*MATERIAL PROVIDED*:
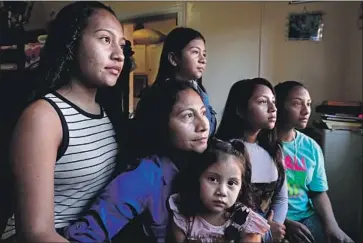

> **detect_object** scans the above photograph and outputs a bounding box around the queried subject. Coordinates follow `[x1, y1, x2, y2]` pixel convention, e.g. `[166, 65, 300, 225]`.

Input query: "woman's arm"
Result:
[11, 100, 68, 242]
[309, 142, 353, 242]
[63, 160, 160, 242]
[311, 192, 354, 243]
[310, 192, 337, 230]
[267, 177, 288, 242]
[270, 176, 288, 224]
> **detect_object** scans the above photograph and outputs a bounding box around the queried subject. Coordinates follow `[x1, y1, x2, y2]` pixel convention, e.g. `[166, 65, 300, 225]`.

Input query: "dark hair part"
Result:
[154, 27, 206, 91]
[177, 137, 253, 218]
[274, 80, 306, 124]
[129, 81, 201, 159]
[33, 1, 116, 98]
[216, 78, 285, 191]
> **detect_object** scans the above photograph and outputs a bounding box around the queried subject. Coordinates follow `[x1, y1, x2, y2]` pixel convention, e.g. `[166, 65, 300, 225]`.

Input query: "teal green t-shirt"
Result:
[282, 130, 328, 221]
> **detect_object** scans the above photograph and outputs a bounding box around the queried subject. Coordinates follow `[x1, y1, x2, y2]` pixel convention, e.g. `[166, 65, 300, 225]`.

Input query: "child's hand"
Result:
[267, 210, 286, 242]
[229, 204, 270, 235]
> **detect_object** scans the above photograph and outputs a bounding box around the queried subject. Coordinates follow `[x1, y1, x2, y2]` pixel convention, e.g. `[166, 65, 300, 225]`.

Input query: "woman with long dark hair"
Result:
[216, 78, 288, 243]
[1, 2, 124, 242]
[136, 27, 217, 137]
[275, 81, 354, 243]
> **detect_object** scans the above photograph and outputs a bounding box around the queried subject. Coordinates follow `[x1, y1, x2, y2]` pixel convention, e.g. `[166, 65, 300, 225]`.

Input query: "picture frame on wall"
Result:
[287, 11, 324, 41]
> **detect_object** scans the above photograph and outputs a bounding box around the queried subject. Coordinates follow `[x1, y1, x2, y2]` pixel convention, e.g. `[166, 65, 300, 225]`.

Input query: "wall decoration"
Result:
[287, 11, 324, 41]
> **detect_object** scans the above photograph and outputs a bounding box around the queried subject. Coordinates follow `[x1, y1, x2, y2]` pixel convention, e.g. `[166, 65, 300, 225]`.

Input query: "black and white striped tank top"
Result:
[2, 92, 119, 239]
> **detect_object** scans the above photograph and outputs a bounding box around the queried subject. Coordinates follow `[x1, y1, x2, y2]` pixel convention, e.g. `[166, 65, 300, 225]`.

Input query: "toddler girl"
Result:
[169, 138, 270, 243]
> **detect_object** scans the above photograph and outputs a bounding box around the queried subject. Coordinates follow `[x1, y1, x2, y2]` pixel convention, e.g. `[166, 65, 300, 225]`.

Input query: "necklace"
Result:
[293, 130, 298, 164]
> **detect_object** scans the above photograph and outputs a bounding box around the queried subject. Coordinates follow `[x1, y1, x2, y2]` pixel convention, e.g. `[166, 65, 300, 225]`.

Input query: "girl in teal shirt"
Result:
[275, 81, 353, 243]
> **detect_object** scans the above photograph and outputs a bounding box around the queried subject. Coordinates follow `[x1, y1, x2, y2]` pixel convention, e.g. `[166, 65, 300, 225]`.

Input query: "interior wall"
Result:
[186, 2, 262, 122]
[342, 2, 362, 102]
[19, 1, 363, 121]
[260, 1, 361, 122]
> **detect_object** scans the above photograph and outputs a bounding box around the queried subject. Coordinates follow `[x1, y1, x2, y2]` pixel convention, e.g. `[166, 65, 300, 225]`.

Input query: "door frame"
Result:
[116, 2, 186, 26]
[117, 2, 186, 116]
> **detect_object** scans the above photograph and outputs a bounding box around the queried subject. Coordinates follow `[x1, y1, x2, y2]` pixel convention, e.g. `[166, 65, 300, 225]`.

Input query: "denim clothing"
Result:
[193, 82, 217, 136]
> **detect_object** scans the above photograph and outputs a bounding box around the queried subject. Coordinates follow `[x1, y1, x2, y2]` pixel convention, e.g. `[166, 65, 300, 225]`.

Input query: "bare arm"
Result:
[11, 100, 68, 242]
[310, 191, 338, 229]
[311, 191, 353, 242]
[170, 221, 186, 243]
[309, 143, 353, 242]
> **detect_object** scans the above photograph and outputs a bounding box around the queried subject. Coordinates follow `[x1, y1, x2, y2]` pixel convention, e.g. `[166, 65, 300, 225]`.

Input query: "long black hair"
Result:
[275, 80, 306, 125]
[176, 137, 253, 218]
[154, 27, 206, 91]
[32, 1, 116, 99]
[216, 78, 285, 190]
[127, 81, 202, 162]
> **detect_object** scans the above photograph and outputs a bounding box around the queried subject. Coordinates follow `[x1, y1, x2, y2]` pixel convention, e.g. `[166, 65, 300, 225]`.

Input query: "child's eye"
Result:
[208, 177, 217, 183]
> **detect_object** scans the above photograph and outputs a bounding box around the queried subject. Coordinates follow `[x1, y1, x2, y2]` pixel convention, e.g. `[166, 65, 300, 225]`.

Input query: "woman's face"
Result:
[174, 38, 207, 81]
[282, 86, 312, 129]
[169, 88, 209, 153]
[246, 84, 277, 130]
[76, 9, 125, 87]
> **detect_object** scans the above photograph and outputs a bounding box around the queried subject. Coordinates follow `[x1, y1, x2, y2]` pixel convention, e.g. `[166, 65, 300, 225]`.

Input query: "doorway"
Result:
[122, 13, 178, 115]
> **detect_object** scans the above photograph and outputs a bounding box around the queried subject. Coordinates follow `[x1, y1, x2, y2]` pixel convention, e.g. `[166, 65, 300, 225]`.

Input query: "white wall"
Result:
[186, 2, 262, 121]
[26, 1, 363, 123]
[186, 1, 362, 123]
[342, 2, 362, 102]
[259, 1, 362, 121]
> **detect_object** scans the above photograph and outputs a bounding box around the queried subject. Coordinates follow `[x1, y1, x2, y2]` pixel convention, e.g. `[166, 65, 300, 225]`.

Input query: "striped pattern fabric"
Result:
[2, 92, 118, 239]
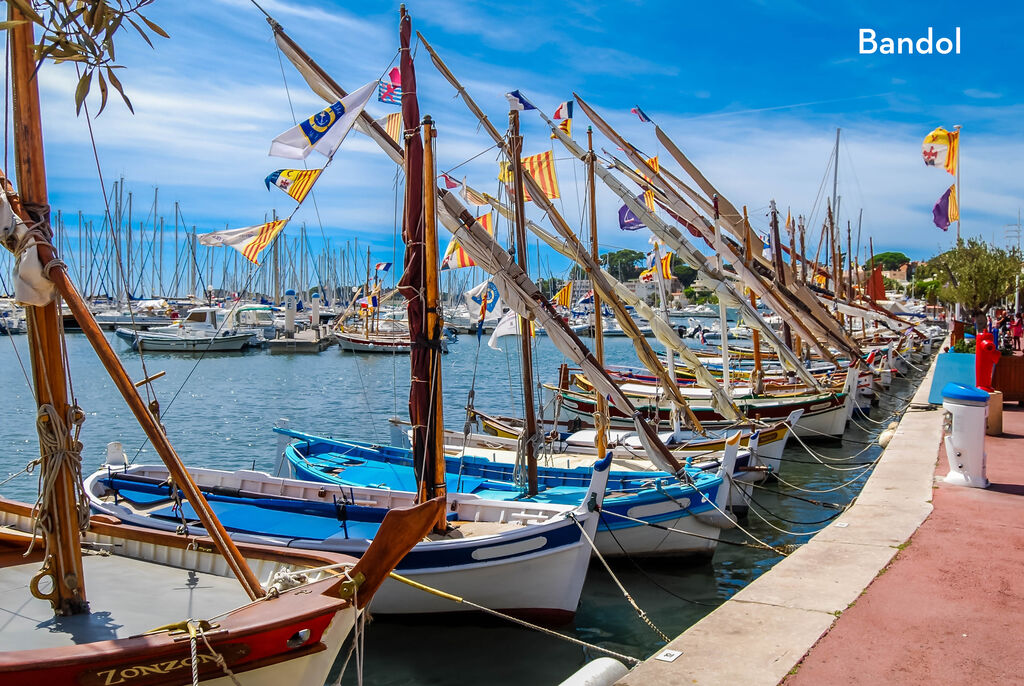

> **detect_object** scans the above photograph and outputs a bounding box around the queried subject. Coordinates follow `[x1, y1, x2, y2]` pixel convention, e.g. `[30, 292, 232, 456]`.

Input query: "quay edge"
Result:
[615, 340, 945, 686]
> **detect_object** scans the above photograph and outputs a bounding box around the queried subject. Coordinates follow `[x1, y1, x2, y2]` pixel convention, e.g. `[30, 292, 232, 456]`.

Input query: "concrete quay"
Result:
[617, 350, 943, 686]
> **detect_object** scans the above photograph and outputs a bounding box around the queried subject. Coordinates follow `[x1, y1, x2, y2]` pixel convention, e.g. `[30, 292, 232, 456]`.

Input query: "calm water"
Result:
[0, 327, 927, 685]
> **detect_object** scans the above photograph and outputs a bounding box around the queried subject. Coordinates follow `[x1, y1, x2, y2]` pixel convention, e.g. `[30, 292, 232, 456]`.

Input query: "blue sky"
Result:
[17, 0, 1024, 292]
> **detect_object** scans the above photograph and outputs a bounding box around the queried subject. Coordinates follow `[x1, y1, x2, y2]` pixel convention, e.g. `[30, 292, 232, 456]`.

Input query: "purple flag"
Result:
[932, 187, 952, 231]
[618, 195, 647, 230]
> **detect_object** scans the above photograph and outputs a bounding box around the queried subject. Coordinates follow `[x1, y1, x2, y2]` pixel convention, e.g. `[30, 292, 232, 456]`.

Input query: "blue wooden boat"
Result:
[274, 427, 743, 558]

*EXERCISE GOAL*:
The preceding entries are to be returned verbatim, with every picture excluded.

*EXERCISE RESULT*:
> **detect_object** scans the above photograph and outputs a bounding box around the queried subject. Coordinates follow `[x1, y1, x2, y2]` pixel convention, e.g. `[166, 65, 300, 225]`.

Input query: "woman's arm"
Result:
[11, 100, 68, 242]
[309, 142, 353, 242]
[63, 160, 160, 242]
[311, 192, 354, 243]
[310, 192, 337, 230]
[267, 177, 288, 242]
[270, 176, 288, 224]
> **detect_object** scans the above photograph and outputs a bounding box around the queried subject. Coordinates follow `[x1, y1, x2, y2]` pixel convention, e.g. `[166, 65, 300, 225]`.

Input query: "dark hair part"
Result:
[154, 27, 206, 91]
[177, 137, 253, 218]
[274, 80, 306, 124]
[129, 81, 201, 159]
[33, 1, 116, 98]
[216, 78, 285, 191]
> **detect_object** scans the above photograph and outputs a bounding box around the queried subject. Coordinates follow `[x1, y1, x2, y2]` pixel convention, e.g. `[166, 65, 300, 225]`.

Input query: "teal green t-shirt"
Result:
[282, 130, 328, 221]
> **detect_object** scans the above photograph and outputs a bounding box around the queried subject. Coordinates follow `[x1, y1, x2, y2]` pixel convention, e.g. `[166, 65, 300, 225]`.

Input query: "child's hand"
Result:
[267, 210, 286, 242]
[229, 204, 270, 235]
> **detect_object** scans the above photograph and outputs a bounding box around the queried subject. Coordinates follow `[x1, y1, x2, y2]` pixel convention, e.g. `[166, 65, 300, 225]`.

Input query: "woman with long dark hair"
Result:
[216, 78, 288, 243]
[1, 2, 124, 242]
[136, 27, 217, 137]
[275, 81, 354, 243]
> **detect_object** scans the above photograph and outputs a bounding box around the queried subject. Coordinates follow `[x1, y1, x2, y2]` pixel convention, e.g. `[166, 65, 300, 225]`.

Input query: "picture frame on wall"
Result:
[287, 11, 324, 41]
> **detect_object** scans the above photograph and outputs a bounding box around the queried subject. Coordinates follow `[x1, y1, x2, y2]` pixel convention, e.g. `[166, 65, 300, 225]`.

Input query: "wall decoration"
Result:
[287, 11, 324, 41]
> **detect_object** scans the above photograph and outputs a bounding box around the queried subject. Coordinates follow `[x1, y1, x2, y2]` pixel convention, e.g. `[166, 65, 300, 225]`.

Input query: "black and white striped tank top"
Result:
[2, 92, 119, 239]
> **detect_object** scans the above photograph and outputs a bounding box around the queried subject. Coordinates follow `[x1, y1, x2, y2]` pixel convention, e.g. `[166, 65, 300, 225]`.

Input query: "toddler girl"
Result:
[169, 138, 270, 243]
> **detect_object** scans the above photograph and outputs a bounding box around the queried subject. Coordinates follow `[x1, y1, x2, y2]` pixel convention, e.g. `[166, 65, 300, 225]`.

Input query: "necklace"
Result:
[293, 130, 298, 164]
> **detect_object** scans the above photograph and outputs a bounding box around the queried subject. Coordinates follow `[x1, y1, x2, y2]` pixel convention, e.g. `[166, 65, 300, 225]`.

Input query: "girl in teal shirt"
Result:
[275, 81, 353, 243]
> **detect_object** scans the above photograph and outputs a bounding box around the queried subject. Coordinates follow `[x1, y1, x2, y2]` pixel convention, e.g. `[166, 65, 300, 225]`.

Input query: "interior wall"
Result:
[186, 2, 262, 122]
[342, 2, 362, 102]
[19, 1, 363, 121]
[260, 1, 361, 122]
> **detect_object** scans the above photograph and outputs a bounding box around the queried subject. Coordinates follow `[x1, y1, x2, y2]` pixel convention, e.g. `[166, 65, 300, 225]`.

Input query: "door frame"
Result:
[116, 2, 186, 26]
[117, 2, 186, 116]
> **detect_object** scans the above photograph and outputs a bounding box around the queried subject. Coordinates follow `[x1, y1, x2, y2]` pixel convention, e.g. `[166, 65, 300, 225]`.

Input query: "denim clothing"
Result:
[193, 82, 217, 136]
> **detect_object** scans the above photograph and outputs a bounding box around the queried subject. Coordinates follow `[x1, y1, x2, y2]` pixel convention, e.g. `[166, 65, 300, 225]`.

Input query: "bare arm"
Result:
[11, 100, 68, 242]
[310, 191, 338, 229]
[311, 191, 353, 242]
[170, 221, 186, 243]
[309, 143, 353, 242]
> **detect_object** scans the above photograph and outputs a bounding box around the queried subject. Coordinates follow `[x1, y1, x2, y2]` pixel convention, e.g. `[166, 65, 300, 225]`.

Input query: "long black hair"
Result:
[275, 80, 306, 125]
[176, 137, 253, 218]
[154, 27, 206, 91]
[32, 1, 116, 99]
[216, 78, 285, 190]
[127, 81, 202, 162]
> **detect_object** scans the above photograph and outputs a bounding box around the queried subject. Coordinates follow `[x1, y1, x2, y2]` pixel convention, e.g. `[166, 65, 300, 225]`.

Input query: "child's eye"
Result:
[208, 177, 217, 183]
> **detect_object** scans the above photograph and outputs a bounding box around the queried subject. Coordinates follow `[x1, y1, x2, y2]` pixel convention, e.g. `[166, 65, 300, 225]`.

Input query: "woman's face"
Result:
[174, 38, 207, 81]
[282, 86, 312, 129]
[169, 88, 209, 153]
[246, 84, 277, 130]
[76, 9, 125, 87]
> **detect_object** scans the above photograph and outputs a bounding box around the queried subject. Coordinates follow `[x1, y1, x2, y2]` pixel convention, e.g. `[166, 65, 300, 225]`.

Input query: "doorway"
Result:
[122, 13, 178, 115]
> **detect_object** scans the above photograph and outputs a bounding box around the queried subject. Coordinates follow `[x1, y1, x2, y2]` pixel convention, e.g. `[166, 65, 300, 225]`.

Input query: "white wall"
Result:
[186, 2, 262, 121]
[26, 1, 363, 123]
[186, 1, 362, 123]
[342, 2, 362, 102]
[259, 1, 362, 121]
> **detect_object** scans the above photograph and outputs a bounding box around the queried subject. Coordinates follow `[x1, y1, x2, y2]` pixel convention, e.g. `[166, 65, 300, 225]`.

Input query: "striped pattern fabric"
Result:
[2, 92, 118, 239]

> **detect_object** scans the above photograph and outputs a bounding box around the queried subject. Coordinates follow `[x1, y1, x2, y2]` pixel convention, e.g. `[30, 292, 232, 456]`.

Input query: "quay edge"
Result:
[615, 340, 945, 686]
> **detect_object** scans the above photograph and outputs a bounding box around the queried subject. Coordinates follow `[x1, y1, x2, y2]` pixel convention, e.g. `[30, 292, 232, 456]`.

Input query: "concrete quay"
Result:
[617, 350, 943, 686]
> **detect_object** scans the above photograph and outputs a bounding box around the queried subject. Coordinates follow `[x1, y1, x2, y2]` pixel convention, e.g. `[30, 292, 232, 456]`.

Input query: "calm water"
Result:
[0, 327, 927, 685]
> **detect_object** scans the above photograph and outputs a bounding box around the queried subject. Coordinates follow `[x1, y1, x2, y2]` pixel convention, e.g. `[30, 292, 232, 456]`.

Input query: "blue sky"
Result:
[17, 0, 1024, 292]
> **detect_object** scans the above photograph and outputs a bounding box around the queried subject. Coordinates follow `[x1, y1, x2, y2]` pixel convention, e.g. `[30, 292, 232, 456]`.

Input query: "purple flag"
Result:
[932, 187, 952, 231]
[618, 195, 647, 230]
> **detect_object** scans the above photograph and outputs a bounding box around the queried subject. Coordinates follow `[x1, y1, x2, y2]` pixel convention, e.g. `[30, 292, 232, 456]`.

Input query: "blue wooden boat"
Result:
[274, 427, 743, 558]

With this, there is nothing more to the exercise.